> **What to do**: From the first line to the last, output the entries exactly.

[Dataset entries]
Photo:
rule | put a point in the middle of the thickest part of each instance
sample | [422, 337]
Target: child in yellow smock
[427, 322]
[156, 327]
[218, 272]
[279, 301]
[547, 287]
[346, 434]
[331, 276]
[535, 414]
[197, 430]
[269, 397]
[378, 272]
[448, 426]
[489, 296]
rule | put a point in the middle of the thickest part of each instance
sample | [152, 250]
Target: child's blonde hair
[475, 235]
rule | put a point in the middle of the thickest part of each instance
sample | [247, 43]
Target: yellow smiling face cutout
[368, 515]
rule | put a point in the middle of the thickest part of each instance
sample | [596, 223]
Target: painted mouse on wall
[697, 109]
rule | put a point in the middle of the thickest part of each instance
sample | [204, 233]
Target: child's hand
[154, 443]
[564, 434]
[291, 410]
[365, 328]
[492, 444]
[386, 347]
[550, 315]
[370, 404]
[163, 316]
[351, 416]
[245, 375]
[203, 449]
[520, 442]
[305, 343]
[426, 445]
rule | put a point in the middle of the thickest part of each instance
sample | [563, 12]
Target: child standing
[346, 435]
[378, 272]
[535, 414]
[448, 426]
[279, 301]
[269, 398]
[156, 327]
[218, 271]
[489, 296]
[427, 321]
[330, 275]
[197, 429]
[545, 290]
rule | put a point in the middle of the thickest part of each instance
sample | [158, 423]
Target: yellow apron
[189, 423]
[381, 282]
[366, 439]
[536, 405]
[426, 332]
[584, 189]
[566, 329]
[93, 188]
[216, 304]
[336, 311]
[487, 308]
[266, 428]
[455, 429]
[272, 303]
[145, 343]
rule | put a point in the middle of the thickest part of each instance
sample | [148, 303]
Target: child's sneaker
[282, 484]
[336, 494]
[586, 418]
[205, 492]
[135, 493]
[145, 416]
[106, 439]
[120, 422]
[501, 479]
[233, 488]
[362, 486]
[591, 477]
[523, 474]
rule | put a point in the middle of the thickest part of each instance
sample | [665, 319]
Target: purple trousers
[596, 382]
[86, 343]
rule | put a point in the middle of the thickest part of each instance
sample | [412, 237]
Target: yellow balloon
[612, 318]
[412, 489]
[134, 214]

> **Result below**:
Photo:
rule | put a point in the middle of the thickest part of each instance
sample | [422, 337]
Target: child in yellow smock
[427, 322]
[156, 327]
[218, 272]
[279, 301]
[547, 287]
[346, 434]
[331, 276]
[535, 414]
[197, 430]
[269, 397]
[378, 272]
[448, 426]
[489, 296]
rule | put a point in the middle of the thickest part of each instance
sample | [152, 250]
Target: child's blonde hair
[475, 235]
rule | put a point in the middle of the thickest part of each instance
sample | [247, 43]
Target: yellow smiling face cutout
[368, 515]
rule | put a point in the middle of the thickest part of each instance
sample | [596, 223]
Target: painted mouse on wall
[697, 109]
rule | put a point in the middle of the thickest part of each instance
sample | [204, 233]
Target: child's hand
[154, 443]
[564, 434]
[291, 410]
[365, 328]
[492, 444]
[386, 347]
[550, 315]
[370, 404]
[163, 316]
[351, 416]
[245, 375]
[203, 449]
[520, 442]
[305, 343]
[426, 445]
rule | put a point in the middle of the thickest part of each instance
sample | [563, 12]
Target: child standing
[346, 435]
[378, 272]
[535, 414]
[448, 426]
[279, 301]
[269, 398]
[156, 327]
[218, 271]
[489, 296]
[427, 321]
[330, 275]
[197, 429]
[545, 290]
rule | put a point in the middle of the thickest part of each instance
sample | [158, 423]
Target: yellow apron
[189, 423]
[381, 282]
[366, 439]
[536, 405]
[426, 332]
[584, 189]
[566, 329]
[93, 188]
[216, 304]
[336, 311]
[487, 308]
[266, 428]
[455, 429]
[272, 303]
[145, 343]
rule | put a point in the middle of the thickest part of each instance
sample | [148, 303]
Target: child's sneaker
[282, 484]
[336, 494]
[586, 418]
[205, 492]
[135, 493]
[145, 416]
[106, 439]
[120, 422]
[501, 479]
[233, 488]
[362, 486]
[591, 477]
[523, 474]
rule | put a point in the middle of the thickest part of each instance
sample | [665, 319]
Target: purple trousers
[596, 382]
[86, 343]
rule | put a point in the middle of the thickest part of each instance
sample | [412, 237]
Target: yellow balloon
[612, 318]
[412, 489]
[134, 214]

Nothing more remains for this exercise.